● **Set problem**
Render the lines of the listing below as a JSON list of strings, one string per line and no blank lines, starting at the line containing "Please spot the tree" and ending at the line containing "point(268, 223)", both included.

****

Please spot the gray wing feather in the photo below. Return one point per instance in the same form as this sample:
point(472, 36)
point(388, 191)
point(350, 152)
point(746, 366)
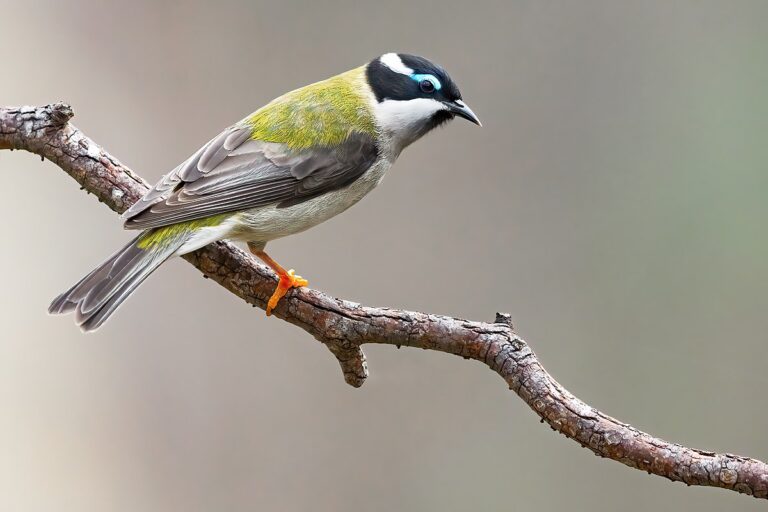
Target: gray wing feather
point(233, 173)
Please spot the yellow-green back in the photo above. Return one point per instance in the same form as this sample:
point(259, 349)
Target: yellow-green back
point(320, 114)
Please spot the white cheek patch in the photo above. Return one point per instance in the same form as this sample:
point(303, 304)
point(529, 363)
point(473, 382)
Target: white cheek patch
point(403, 116)
point(395, 63)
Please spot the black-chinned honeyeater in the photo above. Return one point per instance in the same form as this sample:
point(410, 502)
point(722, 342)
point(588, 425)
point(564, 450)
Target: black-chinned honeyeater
point(294, 163)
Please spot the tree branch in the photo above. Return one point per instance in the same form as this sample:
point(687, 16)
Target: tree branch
point(344, 326)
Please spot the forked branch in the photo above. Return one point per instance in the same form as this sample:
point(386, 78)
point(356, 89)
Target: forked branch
point(344, 326)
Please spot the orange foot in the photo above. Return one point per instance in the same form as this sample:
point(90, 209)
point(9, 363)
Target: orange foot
point(287, 278)
point(287, 281)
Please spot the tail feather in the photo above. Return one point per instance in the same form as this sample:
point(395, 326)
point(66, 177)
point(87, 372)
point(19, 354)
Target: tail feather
point(95, 297)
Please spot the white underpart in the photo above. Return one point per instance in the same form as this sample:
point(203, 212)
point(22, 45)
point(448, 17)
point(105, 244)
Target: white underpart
point(205, 236)
point(271, 222)
point(395, 63)
point(402, 121)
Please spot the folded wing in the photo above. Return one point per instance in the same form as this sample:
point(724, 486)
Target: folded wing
point(233, 172)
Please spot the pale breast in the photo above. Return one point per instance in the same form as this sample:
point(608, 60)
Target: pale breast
point(268, 223)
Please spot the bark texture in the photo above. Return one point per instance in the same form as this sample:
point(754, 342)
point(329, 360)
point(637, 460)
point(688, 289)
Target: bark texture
point(344, 326)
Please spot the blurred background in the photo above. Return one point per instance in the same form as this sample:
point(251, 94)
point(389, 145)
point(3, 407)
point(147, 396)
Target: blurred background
point(614, 202)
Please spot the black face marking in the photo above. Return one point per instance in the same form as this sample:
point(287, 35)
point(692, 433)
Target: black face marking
point(391, 85)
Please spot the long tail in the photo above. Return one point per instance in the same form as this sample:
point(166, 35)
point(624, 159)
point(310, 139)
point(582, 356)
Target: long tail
point(96, 296)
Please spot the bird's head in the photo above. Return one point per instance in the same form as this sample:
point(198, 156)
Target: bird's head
point(413, 96)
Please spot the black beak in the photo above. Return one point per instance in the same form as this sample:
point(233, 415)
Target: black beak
point(461, 109)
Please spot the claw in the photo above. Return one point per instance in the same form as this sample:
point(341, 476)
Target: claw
point(288, 280)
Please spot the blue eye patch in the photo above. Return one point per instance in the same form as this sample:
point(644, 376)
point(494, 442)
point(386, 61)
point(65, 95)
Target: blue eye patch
point(418, 77)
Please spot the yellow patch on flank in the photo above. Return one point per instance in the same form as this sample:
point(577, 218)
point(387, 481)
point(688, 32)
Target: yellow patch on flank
point(168, 234)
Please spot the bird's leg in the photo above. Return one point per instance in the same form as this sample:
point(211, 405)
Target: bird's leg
point(288, 279)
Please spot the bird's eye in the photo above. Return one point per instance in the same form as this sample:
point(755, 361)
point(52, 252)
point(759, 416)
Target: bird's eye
point(427, 86)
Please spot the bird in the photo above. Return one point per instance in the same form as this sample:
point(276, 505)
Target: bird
point(301, 159)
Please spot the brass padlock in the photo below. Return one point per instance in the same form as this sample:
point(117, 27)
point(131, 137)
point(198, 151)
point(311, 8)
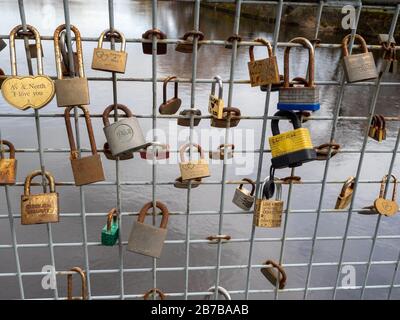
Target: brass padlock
point(358, 67)
point(39, 208)
point(70, 91)
point(27, 91)
point(148, 46)
point(172, 105)
point(193, 169)
point(275, 274)
point(8, 167)
point(146, 239)
point(385, 206)
point(88, 169)
point(265, 71)
point(83, 285)
point(110, 60)
point(346, 194)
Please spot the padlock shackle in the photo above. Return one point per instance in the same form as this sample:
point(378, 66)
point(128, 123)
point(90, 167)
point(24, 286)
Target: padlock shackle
point(17, 33)
point(112, 107)
point(265, 43)
point(83, 280)
point(33, 174)
point(58, 54)
point(306, 44)
point(67, 116)
point(159, 205)
point(357, 37)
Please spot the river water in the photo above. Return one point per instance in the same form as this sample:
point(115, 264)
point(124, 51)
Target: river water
point(133, 18)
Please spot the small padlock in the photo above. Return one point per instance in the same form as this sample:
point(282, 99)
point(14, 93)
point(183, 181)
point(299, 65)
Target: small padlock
point(146, 239)
point(39, 208)
point(187, 46)
point(299, 97)
point(110, 232)
point(275, 274)
point(172, 105)
point(384, 206)
point(110, 60)
point(358, 67)
point(263, 72)
point(88, 169)
point(244, 198)
point(83, 285)
point(125, 135)
point(291, 148)
point(148, 46)
point(8, 167)
point(70, 91)
point(27, 91)
point(193, 169)
point(346, 194)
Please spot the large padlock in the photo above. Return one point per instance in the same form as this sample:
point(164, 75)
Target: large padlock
point(299, 97)
point(146, 239)
point(110, 232)
point(292, 148)
point(88, 169)
point(215, 103)
point(148, 46)
point(70, 91)
point(39, 208)
point(27, 91)
point(125, 135)
point(244, 198)
point(193, 169)
point(8, 167)
point(361, 66)
point(110, 60)
point(265, 71)
point(172, 105)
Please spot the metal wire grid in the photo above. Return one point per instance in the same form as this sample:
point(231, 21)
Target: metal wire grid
point(375, 86)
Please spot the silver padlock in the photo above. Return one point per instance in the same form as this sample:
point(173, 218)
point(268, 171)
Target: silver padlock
point(244, 198)
point(124, 135)
point(146, 239)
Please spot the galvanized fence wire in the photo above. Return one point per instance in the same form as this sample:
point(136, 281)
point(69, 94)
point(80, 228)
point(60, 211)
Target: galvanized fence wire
point(221, 212)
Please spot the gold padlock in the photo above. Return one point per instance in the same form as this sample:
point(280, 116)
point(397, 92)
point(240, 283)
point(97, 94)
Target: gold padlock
point(39, 208)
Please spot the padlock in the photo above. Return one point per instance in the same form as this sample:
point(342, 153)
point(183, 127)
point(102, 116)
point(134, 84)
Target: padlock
point(172, 105)
point(275, 274)
point(187, 46)
point(146, 239)
point(193, 169)
point(39, 208)
point(148, 46)
point(385, 206)
point(27, 91)
point(358, 67)
point(346, 194)
point(230, 117)
point(125, 135)
point(224, 151)
point(244, 198)
point(83, 284)
point(110, 232)
point(299, 97)
point(88, 169)
point(70, 91)
point(184, 119)
point(263, 72)
point(292, 148)
point(110, 60)
point(216, 104)
point(8, 167)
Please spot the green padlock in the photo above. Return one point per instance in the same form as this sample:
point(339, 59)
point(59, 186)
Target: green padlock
point(110, 232)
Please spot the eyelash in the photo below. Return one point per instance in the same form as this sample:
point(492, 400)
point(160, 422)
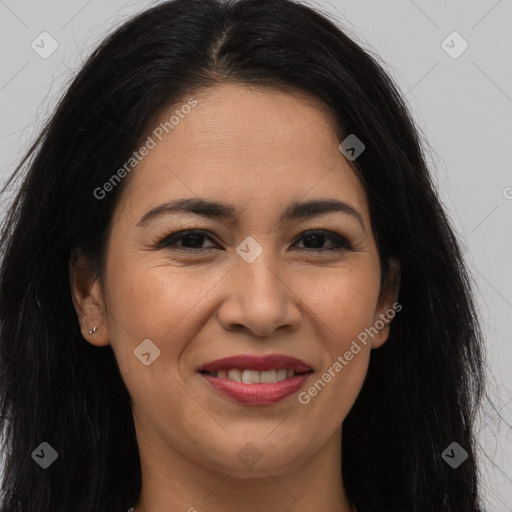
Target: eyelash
point(341, 244)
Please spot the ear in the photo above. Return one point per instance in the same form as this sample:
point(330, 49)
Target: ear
point(387, 306)
point(88, 299)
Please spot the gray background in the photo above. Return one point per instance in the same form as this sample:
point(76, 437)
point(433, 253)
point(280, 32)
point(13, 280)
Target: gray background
point(463, 106)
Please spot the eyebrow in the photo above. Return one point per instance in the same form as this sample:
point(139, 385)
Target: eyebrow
point(218, 210)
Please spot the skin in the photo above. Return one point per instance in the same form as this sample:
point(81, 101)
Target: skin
point(258, 150)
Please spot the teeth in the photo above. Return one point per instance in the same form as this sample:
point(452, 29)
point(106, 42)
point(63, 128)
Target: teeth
point(251, 377)
point(235, 375)
point(254, 376)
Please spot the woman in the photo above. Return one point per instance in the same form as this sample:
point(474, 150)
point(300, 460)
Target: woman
point(265, 370)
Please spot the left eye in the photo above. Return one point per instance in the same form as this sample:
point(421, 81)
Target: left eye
point(193, 240)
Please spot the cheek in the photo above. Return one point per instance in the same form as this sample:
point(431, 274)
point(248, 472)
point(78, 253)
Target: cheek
point(344, 303)
point(157, 302)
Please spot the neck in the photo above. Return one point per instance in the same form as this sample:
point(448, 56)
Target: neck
point(172, 482)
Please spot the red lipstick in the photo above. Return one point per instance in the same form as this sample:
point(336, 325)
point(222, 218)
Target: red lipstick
point(258, 393)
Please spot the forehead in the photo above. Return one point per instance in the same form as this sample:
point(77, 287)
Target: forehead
point(241, 142)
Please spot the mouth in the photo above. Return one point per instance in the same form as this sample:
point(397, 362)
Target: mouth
point(256, 380)
point(254, 376)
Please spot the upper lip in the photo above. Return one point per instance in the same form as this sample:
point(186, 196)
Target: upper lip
point(259, 363)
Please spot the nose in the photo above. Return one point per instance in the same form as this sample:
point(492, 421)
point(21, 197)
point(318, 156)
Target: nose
point(261, 298)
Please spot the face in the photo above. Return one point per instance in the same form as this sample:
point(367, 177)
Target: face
point(260, 274)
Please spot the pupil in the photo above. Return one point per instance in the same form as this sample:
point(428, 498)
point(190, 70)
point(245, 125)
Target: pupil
point(198, 238)
point(318, 238)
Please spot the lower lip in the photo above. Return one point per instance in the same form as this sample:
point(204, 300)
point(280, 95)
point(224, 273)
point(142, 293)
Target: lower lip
point(257, 394)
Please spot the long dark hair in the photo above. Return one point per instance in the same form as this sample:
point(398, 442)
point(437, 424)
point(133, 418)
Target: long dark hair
point(423, 385)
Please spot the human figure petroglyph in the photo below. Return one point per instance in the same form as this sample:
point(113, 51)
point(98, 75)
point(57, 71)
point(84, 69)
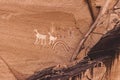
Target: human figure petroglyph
point(40, 38)
point(52, 38)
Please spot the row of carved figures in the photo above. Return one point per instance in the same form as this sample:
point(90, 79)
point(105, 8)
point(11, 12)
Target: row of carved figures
point(42, 38)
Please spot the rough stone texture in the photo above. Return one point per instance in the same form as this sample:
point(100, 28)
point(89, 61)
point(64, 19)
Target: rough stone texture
point(71, 20)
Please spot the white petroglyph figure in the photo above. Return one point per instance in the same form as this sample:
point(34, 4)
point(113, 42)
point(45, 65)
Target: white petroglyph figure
point(40, 38)
point(52, 38)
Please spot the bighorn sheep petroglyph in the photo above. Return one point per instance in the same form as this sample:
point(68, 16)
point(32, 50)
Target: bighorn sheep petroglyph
point(40, 37)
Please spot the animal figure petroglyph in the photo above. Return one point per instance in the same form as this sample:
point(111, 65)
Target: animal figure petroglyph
point(40, 38)
point(52, 38)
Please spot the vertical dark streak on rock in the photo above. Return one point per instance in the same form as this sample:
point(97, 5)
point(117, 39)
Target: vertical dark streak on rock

****

● **Response to this task**
[
  "Please spot the tree branch in the photo above. Return one point per instance in the same form as this sample:",
  "point(687, 16)",
  "Target: tree branch",
  "point(344, 326)",
  "Please spot the forked branch in the photo above. Return one point per instance in the same form as this sample:",
  "point(386, 78)",
  "point(356, 89)",
  "Target: forked branch",
  "point(344, 326)",
  "Please spot the orange foot in the photo above. Return one point per instance in the same form as this sample:",
  "point(90, 209)",
  "point(9, 363)",
  "Target: orange foot",
  "point(287, 278)",
  "point(287, 281)",
  "Please spot the tail feather in the photo above. Return one point per instance in the same form as this sample:",
  "point(395, 326)",
  "point(66, 177)",
  "point(87, 372)",
  "point(19, 354)",
  "Target: tail feather",
  "point(95, 297)",
  "Please spot the white underpart in the photo above. Return one point per instance in the same form as this sample:",
  "point(203, 212)",
  "point(22, 45)",
  "point(448, 17)",
  "point(105, 244)",
  "Target: white underpart",
  "point(205, 236)",
  "point(271, 222)",
  "point(395, 63)",
  "point(402, 121)",
  "Please spot the folded wing in the photo above. Return one point per instance in the same form as this sample:",
  "point(724, 486)",
  "Target: folded wing",
  "point(233, 172)",
  "Please spot the pale breast in the photo above. Return one point per instance in the same form as this sample:",
  "point(608, 60)",
  "Target: pale breast",
  "point(268, 223)"
]